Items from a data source

§

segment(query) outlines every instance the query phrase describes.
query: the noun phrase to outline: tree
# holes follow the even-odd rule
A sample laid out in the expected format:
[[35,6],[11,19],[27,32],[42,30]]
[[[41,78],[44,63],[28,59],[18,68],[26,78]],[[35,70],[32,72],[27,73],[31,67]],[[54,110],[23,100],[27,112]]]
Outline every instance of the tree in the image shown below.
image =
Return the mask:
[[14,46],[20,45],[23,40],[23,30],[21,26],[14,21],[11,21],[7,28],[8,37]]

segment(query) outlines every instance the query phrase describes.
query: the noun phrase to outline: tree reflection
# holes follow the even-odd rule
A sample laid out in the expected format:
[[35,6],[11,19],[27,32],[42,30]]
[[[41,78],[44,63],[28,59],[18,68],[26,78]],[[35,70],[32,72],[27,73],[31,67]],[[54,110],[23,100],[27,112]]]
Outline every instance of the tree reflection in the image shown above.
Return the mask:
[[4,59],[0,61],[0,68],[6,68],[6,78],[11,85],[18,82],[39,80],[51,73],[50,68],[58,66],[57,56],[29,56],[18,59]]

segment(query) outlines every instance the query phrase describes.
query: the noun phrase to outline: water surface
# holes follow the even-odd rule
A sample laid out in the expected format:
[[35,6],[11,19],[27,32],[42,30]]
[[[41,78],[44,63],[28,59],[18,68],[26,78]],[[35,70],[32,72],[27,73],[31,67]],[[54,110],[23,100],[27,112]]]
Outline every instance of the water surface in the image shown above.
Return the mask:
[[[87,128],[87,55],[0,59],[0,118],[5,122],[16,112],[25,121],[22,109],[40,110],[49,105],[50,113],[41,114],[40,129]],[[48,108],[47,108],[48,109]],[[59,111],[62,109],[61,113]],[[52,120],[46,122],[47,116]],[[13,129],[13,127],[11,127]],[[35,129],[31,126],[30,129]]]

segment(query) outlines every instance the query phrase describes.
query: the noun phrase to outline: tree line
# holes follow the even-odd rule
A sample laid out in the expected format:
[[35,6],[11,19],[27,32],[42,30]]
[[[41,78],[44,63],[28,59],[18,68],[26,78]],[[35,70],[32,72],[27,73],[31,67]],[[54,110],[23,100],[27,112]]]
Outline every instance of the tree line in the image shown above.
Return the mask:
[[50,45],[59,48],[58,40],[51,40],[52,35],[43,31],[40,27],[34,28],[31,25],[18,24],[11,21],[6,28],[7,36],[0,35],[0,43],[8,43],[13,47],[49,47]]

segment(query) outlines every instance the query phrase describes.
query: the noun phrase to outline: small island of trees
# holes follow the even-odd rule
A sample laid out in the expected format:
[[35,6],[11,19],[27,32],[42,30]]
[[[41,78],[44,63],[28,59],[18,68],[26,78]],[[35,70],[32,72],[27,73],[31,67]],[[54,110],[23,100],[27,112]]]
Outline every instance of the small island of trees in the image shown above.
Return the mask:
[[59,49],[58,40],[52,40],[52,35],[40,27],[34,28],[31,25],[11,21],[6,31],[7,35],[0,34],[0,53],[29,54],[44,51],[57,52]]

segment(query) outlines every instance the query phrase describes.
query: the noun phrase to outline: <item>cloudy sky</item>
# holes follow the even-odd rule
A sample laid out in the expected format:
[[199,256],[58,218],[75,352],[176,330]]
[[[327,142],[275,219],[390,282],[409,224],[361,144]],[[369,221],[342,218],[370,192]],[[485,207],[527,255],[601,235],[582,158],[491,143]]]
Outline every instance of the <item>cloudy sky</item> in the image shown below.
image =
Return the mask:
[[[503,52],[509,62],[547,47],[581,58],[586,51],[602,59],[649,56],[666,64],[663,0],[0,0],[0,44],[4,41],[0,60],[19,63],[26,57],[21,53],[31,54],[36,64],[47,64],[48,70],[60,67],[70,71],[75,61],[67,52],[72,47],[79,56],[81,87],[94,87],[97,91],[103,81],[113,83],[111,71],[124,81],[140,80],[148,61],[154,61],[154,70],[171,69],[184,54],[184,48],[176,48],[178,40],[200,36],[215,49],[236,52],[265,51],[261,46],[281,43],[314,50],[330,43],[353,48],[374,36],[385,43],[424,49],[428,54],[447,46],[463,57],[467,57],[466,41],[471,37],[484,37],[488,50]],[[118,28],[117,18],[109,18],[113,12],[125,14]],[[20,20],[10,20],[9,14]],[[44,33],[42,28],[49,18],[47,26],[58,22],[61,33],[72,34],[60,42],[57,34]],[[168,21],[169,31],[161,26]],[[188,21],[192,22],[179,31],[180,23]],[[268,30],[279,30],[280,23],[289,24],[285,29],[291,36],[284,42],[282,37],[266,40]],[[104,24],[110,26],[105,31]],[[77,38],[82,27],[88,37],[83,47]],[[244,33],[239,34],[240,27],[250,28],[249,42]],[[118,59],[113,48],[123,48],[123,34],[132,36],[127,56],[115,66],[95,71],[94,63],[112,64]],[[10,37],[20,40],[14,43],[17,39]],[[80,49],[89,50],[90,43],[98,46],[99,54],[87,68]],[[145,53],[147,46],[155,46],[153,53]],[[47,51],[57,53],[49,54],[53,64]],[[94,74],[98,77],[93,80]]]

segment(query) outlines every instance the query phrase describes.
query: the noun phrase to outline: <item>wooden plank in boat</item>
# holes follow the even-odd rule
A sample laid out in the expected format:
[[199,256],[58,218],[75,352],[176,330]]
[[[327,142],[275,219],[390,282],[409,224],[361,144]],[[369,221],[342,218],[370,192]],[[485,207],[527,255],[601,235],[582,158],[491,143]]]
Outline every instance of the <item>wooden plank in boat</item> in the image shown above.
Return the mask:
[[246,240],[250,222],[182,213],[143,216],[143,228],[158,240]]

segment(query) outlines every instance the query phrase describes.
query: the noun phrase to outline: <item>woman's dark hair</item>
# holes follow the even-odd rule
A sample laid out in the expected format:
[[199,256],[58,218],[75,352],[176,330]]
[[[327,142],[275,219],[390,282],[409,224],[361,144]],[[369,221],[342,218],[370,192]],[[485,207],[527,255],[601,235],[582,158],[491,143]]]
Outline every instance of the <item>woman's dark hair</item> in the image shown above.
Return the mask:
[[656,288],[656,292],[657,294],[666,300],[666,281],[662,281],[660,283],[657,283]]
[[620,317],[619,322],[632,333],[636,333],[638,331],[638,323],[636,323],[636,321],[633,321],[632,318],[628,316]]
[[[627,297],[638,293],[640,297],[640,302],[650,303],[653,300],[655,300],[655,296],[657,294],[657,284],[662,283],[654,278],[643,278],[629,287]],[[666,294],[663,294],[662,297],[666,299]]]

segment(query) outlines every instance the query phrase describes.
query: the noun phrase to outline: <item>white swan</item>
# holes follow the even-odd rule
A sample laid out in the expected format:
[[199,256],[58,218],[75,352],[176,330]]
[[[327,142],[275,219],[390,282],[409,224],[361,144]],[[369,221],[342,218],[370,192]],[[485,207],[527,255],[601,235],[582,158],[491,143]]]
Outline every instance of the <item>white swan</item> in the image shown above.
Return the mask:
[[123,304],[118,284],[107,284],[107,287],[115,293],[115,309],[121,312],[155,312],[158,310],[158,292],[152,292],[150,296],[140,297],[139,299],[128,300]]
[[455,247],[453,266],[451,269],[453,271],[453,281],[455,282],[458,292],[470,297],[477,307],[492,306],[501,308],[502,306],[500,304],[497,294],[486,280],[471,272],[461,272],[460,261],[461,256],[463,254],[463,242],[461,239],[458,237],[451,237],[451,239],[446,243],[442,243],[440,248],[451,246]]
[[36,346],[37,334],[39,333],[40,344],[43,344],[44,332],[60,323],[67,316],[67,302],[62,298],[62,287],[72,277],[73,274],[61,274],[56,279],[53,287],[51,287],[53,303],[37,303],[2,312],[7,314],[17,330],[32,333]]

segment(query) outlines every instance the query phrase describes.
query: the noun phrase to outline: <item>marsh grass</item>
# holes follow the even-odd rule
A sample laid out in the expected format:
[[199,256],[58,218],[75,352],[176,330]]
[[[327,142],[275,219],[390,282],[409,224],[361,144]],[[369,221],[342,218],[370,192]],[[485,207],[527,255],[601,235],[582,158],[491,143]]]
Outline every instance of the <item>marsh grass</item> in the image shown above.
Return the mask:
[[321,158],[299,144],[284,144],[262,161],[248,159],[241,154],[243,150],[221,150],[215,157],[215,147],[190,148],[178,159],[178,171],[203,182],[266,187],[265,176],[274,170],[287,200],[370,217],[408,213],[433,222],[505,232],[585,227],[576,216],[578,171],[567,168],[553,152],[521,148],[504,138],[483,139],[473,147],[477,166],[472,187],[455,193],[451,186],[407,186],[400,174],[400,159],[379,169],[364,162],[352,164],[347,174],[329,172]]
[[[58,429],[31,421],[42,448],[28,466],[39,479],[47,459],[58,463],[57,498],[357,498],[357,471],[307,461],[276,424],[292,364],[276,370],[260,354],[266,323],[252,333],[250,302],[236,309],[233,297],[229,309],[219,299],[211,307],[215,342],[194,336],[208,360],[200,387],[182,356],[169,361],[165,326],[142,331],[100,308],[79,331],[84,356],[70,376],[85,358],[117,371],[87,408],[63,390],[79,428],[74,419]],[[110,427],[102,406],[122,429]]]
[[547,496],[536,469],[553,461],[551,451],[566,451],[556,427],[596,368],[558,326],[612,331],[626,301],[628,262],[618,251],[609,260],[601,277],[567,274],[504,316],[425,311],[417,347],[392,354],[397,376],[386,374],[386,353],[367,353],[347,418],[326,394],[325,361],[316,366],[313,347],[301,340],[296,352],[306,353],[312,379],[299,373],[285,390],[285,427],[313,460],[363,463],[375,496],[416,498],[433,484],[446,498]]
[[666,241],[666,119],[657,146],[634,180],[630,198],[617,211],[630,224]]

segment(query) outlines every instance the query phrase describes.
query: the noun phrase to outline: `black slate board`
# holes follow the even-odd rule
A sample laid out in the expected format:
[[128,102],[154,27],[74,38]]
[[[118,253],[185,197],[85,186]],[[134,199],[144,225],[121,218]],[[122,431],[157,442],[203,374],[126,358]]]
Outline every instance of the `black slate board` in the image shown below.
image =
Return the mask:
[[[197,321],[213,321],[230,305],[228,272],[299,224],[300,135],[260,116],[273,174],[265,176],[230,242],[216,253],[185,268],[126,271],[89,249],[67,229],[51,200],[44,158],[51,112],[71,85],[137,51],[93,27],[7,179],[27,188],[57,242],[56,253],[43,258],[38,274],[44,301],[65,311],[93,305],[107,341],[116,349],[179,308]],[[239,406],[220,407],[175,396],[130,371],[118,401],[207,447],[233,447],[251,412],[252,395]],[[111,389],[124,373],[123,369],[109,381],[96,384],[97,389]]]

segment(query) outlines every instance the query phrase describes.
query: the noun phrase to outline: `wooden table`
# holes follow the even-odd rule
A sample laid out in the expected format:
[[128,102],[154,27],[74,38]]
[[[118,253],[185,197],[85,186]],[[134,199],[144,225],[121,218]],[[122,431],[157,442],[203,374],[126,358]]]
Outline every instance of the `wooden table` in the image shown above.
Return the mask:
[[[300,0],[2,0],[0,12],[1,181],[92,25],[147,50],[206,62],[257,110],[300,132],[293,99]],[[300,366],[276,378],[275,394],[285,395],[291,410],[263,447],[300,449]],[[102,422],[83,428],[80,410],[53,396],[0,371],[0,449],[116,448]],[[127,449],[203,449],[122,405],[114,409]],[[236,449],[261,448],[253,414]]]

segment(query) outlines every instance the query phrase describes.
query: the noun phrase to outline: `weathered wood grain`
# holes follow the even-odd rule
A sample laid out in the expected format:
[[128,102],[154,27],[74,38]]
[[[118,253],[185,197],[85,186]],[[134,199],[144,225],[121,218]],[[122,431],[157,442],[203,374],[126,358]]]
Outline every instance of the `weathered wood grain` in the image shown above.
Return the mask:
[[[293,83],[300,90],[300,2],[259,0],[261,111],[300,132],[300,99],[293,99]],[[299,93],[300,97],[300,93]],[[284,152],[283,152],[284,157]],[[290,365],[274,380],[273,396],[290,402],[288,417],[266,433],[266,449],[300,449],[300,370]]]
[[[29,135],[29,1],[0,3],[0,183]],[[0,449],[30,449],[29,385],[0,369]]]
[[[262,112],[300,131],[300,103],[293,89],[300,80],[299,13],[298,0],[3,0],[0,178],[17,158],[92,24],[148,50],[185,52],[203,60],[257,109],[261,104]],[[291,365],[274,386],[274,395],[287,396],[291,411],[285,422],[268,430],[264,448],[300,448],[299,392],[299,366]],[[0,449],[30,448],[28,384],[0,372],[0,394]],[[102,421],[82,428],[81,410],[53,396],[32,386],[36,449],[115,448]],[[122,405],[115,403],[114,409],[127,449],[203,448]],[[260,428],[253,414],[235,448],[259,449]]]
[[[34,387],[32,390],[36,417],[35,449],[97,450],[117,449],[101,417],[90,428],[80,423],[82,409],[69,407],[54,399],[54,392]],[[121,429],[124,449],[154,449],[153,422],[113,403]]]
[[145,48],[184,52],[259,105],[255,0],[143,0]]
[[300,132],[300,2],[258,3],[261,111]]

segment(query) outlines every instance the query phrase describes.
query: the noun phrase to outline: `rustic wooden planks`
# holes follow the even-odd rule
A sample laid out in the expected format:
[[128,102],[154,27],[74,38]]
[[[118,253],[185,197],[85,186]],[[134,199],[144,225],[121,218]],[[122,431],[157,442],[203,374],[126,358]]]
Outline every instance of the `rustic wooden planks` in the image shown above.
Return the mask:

§

- **AIM OF THE EXERCISE**:
Please report how many lines in the listing above contain the string "hair". Give only the number.

- **COMPLETED TASK**:
2